Requirements:
1: Name every uppercase placeholder used in the gcloud commands of the Cloud SQL service account instructions.
2: Extend the Cloud SQL service account instructions past their final sentence.

---------- Reading passage ----------

When running in GKE, users can follow the Workload Identity steps to create a service account, and grant it access to:

Rough instructions:

  1. Create a Google service account

    gcloud iam service-accounts create GSA_NAME \
     --project=GSA_PROJECT
  2. Create an IAM binding on the project to grant Cloud SQL permissions for the service account - particularly Cloud SQL Instance User (required for IAM authentication to the database) and Cloud SQL Client (required to use the proxy/connector to issue certificates):

    gcloud projects add-iam-policy-binding PROJECT_ID \
     --member "serviceAccount:GSA_NAME@GSA_PROJECT.iam.gserviceaccount.com" \
     --role "ROLE_NAME"

    where ROLE_NAME should be roles/cloudsql.instanceUser and then roles/cloudsql.client (you will need to run the above command twice)

---------- Data supplied ----------

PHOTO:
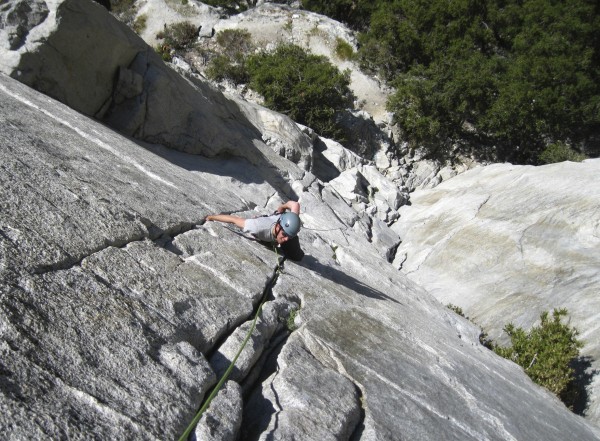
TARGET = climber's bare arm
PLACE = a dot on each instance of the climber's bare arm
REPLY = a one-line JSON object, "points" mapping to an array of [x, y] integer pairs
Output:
{"points": [[293, 206], [227, 218]]}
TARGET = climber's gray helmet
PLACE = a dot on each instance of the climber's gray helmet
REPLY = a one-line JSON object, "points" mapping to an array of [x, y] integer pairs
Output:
{"points": [[290, 222]]}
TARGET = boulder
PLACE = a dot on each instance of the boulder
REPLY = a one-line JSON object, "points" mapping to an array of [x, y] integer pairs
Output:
{"points": [[81, 55]]}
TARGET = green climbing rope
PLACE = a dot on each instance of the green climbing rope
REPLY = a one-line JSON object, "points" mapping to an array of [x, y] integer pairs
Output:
{"points": [[224, 377]]}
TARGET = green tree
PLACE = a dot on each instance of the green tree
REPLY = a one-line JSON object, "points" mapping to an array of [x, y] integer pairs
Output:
{"points": [[546, 353], [514, 75], [307, 88], [230, 64]]}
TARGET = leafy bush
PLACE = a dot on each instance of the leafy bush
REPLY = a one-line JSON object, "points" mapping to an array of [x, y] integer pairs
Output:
{"points": [[509, 75], [222, 68], [343, 49], [235, 45], [307, 88], [546, 353], [177, 36], [559, 152]]}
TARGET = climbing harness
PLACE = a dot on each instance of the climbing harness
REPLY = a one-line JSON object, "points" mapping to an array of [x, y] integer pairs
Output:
{"points": [[224, 377]]}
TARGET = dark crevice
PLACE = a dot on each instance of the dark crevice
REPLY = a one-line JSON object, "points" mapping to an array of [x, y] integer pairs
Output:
{"points": [[360, 426], [267, 294]]}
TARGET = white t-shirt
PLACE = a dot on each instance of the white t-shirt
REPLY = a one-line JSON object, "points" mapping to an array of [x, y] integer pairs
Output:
{"points": [[261, 227]]}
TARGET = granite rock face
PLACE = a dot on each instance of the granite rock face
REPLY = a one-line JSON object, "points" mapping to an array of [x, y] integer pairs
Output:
{"points": [[116, 298], [120, 306], [507, 242], [79, 54]]}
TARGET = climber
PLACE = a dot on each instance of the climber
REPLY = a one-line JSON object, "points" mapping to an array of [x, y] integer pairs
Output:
{"points": [[281, 228]]}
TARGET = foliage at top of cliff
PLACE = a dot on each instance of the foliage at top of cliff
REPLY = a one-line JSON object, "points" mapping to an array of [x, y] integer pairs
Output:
{"points": [[515, 76]]}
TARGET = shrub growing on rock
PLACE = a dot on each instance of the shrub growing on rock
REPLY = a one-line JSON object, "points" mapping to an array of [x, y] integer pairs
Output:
{"points": [[230, 64], [546, 353], [176, 36], [307, 88]]}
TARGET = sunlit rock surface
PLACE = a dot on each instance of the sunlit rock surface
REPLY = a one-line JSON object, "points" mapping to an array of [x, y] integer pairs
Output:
{"points": [[507, 242]]}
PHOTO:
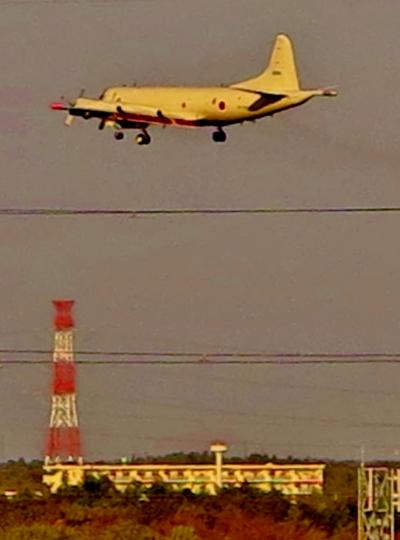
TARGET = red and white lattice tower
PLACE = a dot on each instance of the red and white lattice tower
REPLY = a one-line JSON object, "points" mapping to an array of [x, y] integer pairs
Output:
{"points": [[64, 441]]}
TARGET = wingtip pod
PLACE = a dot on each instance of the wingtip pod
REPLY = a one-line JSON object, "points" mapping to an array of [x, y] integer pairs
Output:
{"points": [[58, 106], [330, 92]]}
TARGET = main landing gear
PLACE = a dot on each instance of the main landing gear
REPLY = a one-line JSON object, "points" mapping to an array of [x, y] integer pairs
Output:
{"points": [[219, 135], [142, 139]]}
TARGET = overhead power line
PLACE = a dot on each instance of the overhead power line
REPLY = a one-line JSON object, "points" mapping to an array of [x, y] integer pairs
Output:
{"points": [[60, 2], [196, 358], [56, 212]]}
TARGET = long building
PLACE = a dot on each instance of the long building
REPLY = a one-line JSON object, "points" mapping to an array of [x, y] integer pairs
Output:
{"points": [[291, 480]]}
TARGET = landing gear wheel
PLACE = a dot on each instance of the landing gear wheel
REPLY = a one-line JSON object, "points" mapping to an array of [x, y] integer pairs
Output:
{"points": [[219, 136], [143, 139]]}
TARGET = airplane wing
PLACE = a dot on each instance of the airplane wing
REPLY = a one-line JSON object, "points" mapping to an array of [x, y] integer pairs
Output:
{"points": [[150, 115], [126, 113]]}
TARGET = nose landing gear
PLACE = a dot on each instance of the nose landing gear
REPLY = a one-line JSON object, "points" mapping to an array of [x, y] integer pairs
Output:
{"points": [[143, 138], [219, 135]]}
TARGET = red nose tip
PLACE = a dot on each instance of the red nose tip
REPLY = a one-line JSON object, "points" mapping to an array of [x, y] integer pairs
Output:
{"points": [[58, 106]]}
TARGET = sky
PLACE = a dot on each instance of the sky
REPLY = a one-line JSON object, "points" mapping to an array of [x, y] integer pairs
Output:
{"points": [[274, 283]]}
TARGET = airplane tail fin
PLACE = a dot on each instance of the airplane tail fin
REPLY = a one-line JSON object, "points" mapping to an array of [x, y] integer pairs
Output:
{"points": [[281, 73]]}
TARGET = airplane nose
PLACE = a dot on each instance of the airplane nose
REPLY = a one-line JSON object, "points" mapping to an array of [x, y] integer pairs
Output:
{"points": [[58, 106]]}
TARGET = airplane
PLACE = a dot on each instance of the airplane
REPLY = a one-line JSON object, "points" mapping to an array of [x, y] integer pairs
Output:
{"points": [[137, 107]]}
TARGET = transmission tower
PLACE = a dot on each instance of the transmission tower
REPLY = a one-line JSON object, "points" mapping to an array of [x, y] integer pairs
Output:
{"points": [[64, 441], [377, 503]]}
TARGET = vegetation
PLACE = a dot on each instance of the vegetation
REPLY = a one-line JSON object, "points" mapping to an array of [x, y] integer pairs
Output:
{"points": [[97, 510]]}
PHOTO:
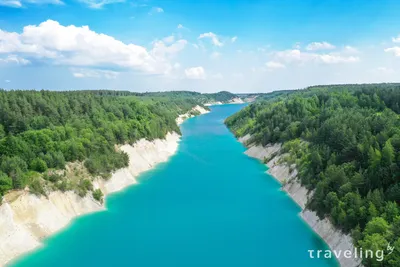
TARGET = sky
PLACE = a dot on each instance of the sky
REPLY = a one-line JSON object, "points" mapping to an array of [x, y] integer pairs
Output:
{"points": [[235, 45]]}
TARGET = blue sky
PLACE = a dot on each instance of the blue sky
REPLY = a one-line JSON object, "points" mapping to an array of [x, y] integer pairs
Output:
{"points": [[235, 45]]}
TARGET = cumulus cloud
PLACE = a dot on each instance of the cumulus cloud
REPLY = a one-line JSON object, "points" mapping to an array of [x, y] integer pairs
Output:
{"points": [[320, 46], [98, 4], [217, 76], [21, 3], [274, 65], [80, 46], [92, 73], [215, 55], [196, 73], [351, 50], [214, 38], [15, 59]]}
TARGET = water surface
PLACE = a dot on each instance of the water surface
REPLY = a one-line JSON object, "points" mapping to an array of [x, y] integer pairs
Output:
{"points": [[209, 205]]}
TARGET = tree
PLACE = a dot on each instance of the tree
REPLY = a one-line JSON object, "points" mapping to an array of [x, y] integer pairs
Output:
{"points": [[38, 165]]}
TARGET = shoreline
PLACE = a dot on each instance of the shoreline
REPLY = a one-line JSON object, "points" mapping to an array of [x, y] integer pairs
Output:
{"points": [[26, 219], [287, 177]]}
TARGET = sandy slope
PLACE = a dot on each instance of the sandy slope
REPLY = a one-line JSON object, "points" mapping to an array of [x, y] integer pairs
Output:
{"points": [[25, 219], [335, 239]]}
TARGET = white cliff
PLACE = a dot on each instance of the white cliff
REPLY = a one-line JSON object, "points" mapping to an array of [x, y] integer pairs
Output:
{"points": [[287, 176], [26, 219]]}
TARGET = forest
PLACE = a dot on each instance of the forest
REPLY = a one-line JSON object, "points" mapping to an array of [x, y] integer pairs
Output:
{"points": [[345, 142], [42, 131]]}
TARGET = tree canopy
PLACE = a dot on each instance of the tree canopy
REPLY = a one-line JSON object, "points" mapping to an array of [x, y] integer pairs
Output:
{"points": [[345, 141]]}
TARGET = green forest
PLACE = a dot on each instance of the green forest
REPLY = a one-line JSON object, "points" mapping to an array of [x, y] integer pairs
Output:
{"points": [[42, 131], [345, 142]]}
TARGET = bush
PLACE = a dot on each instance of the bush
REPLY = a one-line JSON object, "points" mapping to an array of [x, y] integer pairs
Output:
{"points": [[36, 188], [38, 165]]}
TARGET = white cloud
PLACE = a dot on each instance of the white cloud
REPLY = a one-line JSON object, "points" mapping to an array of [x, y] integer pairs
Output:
{"points": [[214, 38], [396, 39], [196, 73], [215, 55], [274, 65], [217, 76], [394, 50], [21, 3], [297, 56], [15, 59], [161, 50], [297, 45], [79, 46], [169, 39], [320, 46], [351, 50], [92, 73]]}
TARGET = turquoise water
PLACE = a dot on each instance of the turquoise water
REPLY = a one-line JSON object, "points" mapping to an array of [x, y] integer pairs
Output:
{"points": [[209, 205]]}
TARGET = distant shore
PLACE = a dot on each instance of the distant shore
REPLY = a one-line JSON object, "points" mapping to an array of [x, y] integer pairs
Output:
{"points": [[26, 219], [287, 177]]}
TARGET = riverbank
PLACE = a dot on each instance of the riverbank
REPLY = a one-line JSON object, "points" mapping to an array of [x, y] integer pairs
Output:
{"points": [[26, 219], [287, 176]]}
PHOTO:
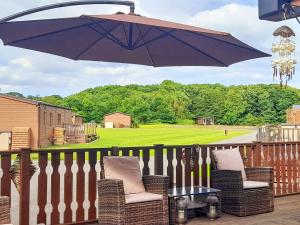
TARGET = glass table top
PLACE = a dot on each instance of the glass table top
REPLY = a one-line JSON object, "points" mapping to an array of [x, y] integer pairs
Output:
{"points": [[187, 191]]}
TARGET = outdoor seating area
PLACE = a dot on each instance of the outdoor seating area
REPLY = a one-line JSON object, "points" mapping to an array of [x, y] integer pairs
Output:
{"points": [[253, 183], [153, 179]]}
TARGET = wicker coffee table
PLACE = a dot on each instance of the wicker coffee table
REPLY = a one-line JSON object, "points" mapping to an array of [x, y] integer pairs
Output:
{"points": [[199, 195]]}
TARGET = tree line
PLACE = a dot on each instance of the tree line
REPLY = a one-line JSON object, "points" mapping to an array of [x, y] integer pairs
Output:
{"points": [[171, 102]]}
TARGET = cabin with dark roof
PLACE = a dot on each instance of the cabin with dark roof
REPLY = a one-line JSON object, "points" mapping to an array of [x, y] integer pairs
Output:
{"points": [[30, 122]]}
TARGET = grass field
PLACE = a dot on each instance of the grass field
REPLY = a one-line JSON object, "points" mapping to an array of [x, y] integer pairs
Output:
{"points": [[148, 135]]}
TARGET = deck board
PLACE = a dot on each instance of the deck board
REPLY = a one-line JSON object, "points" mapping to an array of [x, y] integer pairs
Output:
{"points": [[287, 212]]}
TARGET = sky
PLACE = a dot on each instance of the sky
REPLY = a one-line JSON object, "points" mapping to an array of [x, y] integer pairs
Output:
{"points": [[33, 73]]}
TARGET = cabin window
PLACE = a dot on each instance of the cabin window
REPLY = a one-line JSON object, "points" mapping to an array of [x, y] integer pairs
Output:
{"points": [[45, 118], [59, 119], [51, 119]]}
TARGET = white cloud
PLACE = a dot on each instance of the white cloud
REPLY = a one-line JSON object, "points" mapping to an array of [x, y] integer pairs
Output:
{"points": [[37, 73], [22, 62]]}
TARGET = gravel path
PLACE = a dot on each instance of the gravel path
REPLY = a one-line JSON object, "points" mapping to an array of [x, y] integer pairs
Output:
{"points": [[247, 138]]}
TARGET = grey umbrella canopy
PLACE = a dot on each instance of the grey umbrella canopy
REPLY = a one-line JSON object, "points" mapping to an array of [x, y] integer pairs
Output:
{"points": [[128, 38]]}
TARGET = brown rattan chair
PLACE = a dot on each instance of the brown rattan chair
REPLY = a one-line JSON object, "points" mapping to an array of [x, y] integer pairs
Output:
{"points": [[113, 209], [238, 200], [4, 210]]}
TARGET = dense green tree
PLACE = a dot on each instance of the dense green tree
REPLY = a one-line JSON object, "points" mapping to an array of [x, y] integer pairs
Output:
{"points": [[170, 102]]}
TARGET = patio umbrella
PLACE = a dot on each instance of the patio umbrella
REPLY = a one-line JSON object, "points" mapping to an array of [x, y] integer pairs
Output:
{"points": [[128, 38]]}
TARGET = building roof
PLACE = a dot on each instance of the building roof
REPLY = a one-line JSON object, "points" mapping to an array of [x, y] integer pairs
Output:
{"points": [[30, 101], [116, 113]]}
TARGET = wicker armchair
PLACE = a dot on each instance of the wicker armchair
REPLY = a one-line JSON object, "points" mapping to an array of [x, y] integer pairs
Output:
{"points": [[4, 210], [113, 209], [240, 201]]}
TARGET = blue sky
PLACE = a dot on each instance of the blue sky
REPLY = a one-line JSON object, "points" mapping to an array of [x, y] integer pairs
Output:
{"points": [[35, 73]]}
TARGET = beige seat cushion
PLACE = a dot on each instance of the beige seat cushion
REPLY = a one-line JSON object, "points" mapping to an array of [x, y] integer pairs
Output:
{"points": [[229, 160], [254, 184], [126, 169], [142, 197]]}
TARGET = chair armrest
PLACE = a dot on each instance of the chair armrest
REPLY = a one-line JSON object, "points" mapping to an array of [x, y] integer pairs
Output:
{"points": [[4, 210], [156, 184], [111, 201], [227, 180], [263, 174], [159, 185]]}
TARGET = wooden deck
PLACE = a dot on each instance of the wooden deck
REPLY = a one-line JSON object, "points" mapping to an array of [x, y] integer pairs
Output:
{"points": [[287, 212]]}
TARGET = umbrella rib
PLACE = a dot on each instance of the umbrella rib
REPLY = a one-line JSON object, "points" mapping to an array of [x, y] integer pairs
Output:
{"points": [[227, 42], [50, 33], [194, 48], [141, 37], [111, 37], [148, 51], [156, 39], [123, 25], [95, 42]]}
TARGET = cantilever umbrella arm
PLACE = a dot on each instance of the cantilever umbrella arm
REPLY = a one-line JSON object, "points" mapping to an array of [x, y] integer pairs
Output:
{"points": [[66, 4]]}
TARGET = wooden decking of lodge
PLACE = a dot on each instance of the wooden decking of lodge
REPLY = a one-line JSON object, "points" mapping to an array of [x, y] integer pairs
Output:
{"points": [[287, 212]]}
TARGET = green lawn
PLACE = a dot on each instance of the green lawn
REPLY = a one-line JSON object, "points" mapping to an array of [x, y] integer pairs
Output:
{"points": [[148, 135]]}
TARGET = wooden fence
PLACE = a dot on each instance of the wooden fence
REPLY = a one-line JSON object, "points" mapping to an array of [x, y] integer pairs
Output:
{"points": [[65, 183], [279, 134]]}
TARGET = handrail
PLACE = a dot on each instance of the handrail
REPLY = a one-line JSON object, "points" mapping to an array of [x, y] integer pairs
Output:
{"points": [[66, 4]]}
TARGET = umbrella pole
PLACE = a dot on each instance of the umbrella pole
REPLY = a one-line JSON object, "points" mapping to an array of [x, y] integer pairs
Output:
{"points": [[66, 4]]}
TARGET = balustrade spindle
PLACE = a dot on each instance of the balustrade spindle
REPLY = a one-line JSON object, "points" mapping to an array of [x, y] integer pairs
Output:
{"points": [[42, 188], [80, 186], [179, 167], [68, 187], [5, 180], [170, 169], [146, 158], [55, 187], [92, 185]]}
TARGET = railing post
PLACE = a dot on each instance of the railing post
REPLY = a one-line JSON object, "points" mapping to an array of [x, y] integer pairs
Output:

----------

Final answers:
1: GSA_NAME, GSA_PROJECT, PROJECT_ID, ROLE_NAME

2:
    Documentation: https://cloud.google.com/sdk/gcloud/reference/projects/add-iam-policy-binding

  3. Create an IAM binding on the Pub/Sub Subscription object to grant Pub/Sub permissions for the service account - particularly Pub/Sub Subscriber and Pub/Sub Viewer.

    gcloud pubsub subscriptions add-iam-policy-binding SUBSCRIPTION \
     --member GSA_NAME@GSA_PROJECT.iam.gserviceaccount.com" \
     --role "ROLE_NAME"

    where ROLE_NAME should be roles/pubsub.subscriber and then roles/pubsub.viewer (sometimes Subscriber is not necessary, depending on what the code is doing, but I have not checked the source nor tried it yet; Viewer seems safe enough to grant anyways)

Documentation: https://cloud.google.com/sdk/gcloud/reference/pubsub/subscriptions/add-iam-policy-binding

  1. Create a Kubernetes service account with an appropriate annotation to use this identity (note: this assumes you already did the steps of configuring the workload identity pool and enabling workload identity on your GKE cluster):

    apiVersion: v1
    kind: ServiceAccount
    metadata:
     name: pganalyze
     annotations:
       iam.gke.io/gcp-service-account: "GSA_NAME@GSA_PROJECT.iam.gserviceaccount.com"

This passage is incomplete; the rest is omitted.